Quoted text

—————

2

I'm trying to implement a search for an online store, the requirements are the following:

  1. If the user only searches a category name, return the category's page
  2. If the user searches both a category and brand, return a search page with the category and brand filter applied
  3. If the user searches for a value that matches a product exactly, return the product's page
  4. If we matched multiple products across multiple categories and brands, return the results.

My question is, it is possible to accomplish this using a single Lucene index or should I use multiple indexes and search in all of them? As far as I understood, Lucene has no relationships so I can't represent something like category -> brand -> model.

Thank you!

Zephy
  • 144
  • 3
  • 12
  • 1
    These should be two separate questions as they are not related except underlying technology. Just edit this one to be one of the questions and move the other content into a new question. That will increase the likelihood that people will answer them :-) – RonC Feb 25 '21 at 15:02
  • @RonC Thank you for your suggestion, I have split it into two different questions. – Zephy Feb 26 '21 at 11:03

1 Answers1

2

My question is, it is possible to accomplish this using a single Lucene index or should I use multiple indexes and search in all of them?

You can definitely accomplish this in a single LuceneNet index. Be aware that what is typically referred to as a "Lucene Index" is really a collection of indexes given that multiple fields can be indexed.

Another thing to know is that Lucene indexes "documents" and it imposes no common structure on those documents. One document may have 2 fields (lets say categoryId, categoryName) and another document may have 4 fields, (let's say productId, productName, productCategory, allProductFields). Lucene is totally fine with that. And if categoryName is an indexed field then you can search by that field and will only get back documents that contain that field and match the query. Ditto if querying allProductFields.

Developers may think of these documents as being two types of documents, a category document and product document. To Lucene they are all just documents. But it's sometimes useful to add to all documents a field that indicates its "document type" as you see it. So for example you could choose to add a docType field to every document and when creating a document from a product you might set that fields value to "product" and when creating a document from a category you might set its value to "category".

Having such a field then makes it possible to query only product documents or to query only category document. If there are otherwise no field names shared between the documents then having such a field is not strictly necessary. But let's say both category documents and product documents had a field named name then a search on the name field could pull up either type of document and having a docType field could prove useful to distinguish the types of results returned, or it could be used as part of the search criteria to search only one type of document.

Hopefully this will give you some ideas of how a single "Lucene Index" can be used to accomplish the various tasks you desire.

As far as I understood, Lucene has no relationships so I can't represent something like category -> brand -> model.

Well, it's true that Lucene documents do not inherently have relationships with other documents. But you can certainly chose to put unique keys on your documents and a docType then you can create your own relationships by, for example, putting the categoryId on in the product document and later using that to pull back the product's related category document for each product returned in a search. So it's kind of a roll your own sort of thing.

There is also a thing called BlockJoinQuery which is a bit more complicated and has some limitations. You an learn about it a bit from this SO Question and Answers and google around on the internet about it.

And finally, Lucene has faceting support. Actually it has two implementations of faceting support. One of them uses a "side-car" index, (ie a sister index) and this implementation supports hierarchical facets. Hierarchical facets would be a much more advanced way to represent your category -> brand -> model hierarchy. If that's of interest to you the conference session Faceted Search with Lucene is something you are probably going to want to watch.

RonC
  • 31,330
  • 19
  • 94
  • 139

—————

Provided information
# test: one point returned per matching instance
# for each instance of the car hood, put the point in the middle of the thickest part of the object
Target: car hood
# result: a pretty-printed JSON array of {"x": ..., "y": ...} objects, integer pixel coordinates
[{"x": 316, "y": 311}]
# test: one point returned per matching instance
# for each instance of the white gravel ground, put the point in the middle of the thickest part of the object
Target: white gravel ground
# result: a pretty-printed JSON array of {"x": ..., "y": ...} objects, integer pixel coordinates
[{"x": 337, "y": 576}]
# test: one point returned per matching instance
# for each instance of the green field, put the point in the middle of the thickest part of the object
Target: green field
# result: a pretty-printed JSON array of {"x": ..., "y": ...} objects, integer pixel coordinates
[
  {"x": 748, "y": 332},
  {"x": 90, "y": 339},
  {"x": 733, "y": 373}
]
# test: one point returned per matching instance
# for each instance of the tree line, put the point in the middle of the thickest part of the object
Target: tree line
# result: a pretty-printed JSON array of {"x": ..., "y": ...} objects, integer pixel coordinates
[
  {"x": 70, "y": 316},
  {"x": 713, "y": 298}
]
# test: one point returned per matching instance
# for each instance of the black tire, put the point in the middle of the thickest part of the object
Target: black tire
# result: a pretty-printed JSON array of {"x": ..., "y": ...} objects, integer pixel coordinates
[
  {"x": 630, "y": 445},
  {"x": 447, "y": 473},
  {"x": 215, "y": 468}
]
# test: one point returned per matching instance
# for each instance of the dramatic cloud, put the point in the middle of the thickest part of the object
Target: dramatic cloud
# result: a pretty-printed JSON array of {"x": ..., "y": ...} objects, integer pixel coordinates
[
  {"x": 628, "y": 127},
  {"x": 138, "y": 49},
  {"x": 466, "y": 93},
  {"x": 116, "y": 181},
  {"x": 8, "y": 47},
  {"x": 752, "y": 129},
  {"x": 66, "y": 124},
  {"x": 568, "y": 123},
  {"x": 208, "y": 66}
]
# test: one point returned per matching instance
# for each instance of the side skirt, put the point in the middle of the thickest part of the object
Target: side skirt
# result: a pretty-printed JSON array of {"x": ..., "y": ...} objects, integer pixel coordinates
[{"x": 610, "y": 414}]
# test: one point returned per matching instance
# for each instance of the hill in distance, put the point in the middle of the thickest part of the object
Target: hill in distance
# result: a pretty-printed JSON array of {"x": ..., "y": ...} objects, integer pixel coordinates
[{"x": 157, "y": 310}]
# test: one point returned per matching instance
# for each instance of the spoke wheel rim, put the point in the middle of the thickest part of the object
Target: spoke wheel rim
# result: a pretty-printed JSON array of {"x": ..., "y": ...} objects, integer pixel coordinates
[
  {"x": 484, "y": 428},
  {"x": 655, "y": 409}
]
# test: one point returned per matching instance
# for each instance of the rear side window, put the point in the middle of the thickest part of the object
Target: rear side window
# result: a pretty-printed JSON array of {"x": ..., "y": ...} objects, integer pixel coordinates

—————

Tasks to complete
a) According to the Lucene thread above, why might it help to add a docType field to every document? Answer in one to three sentences.
b) Return every line of the rows above that contains the word "green", matching case exactly.

Solutions by task
a) If category and product documents share a field name such as name, a search on that field could return either type of document. A docType field lets you tell the returned types apart, or lets you use it in the search criteria to search only one type.

b)
# for each instance of the green field, put the point in the middle of the thickest part of the object
Target: green field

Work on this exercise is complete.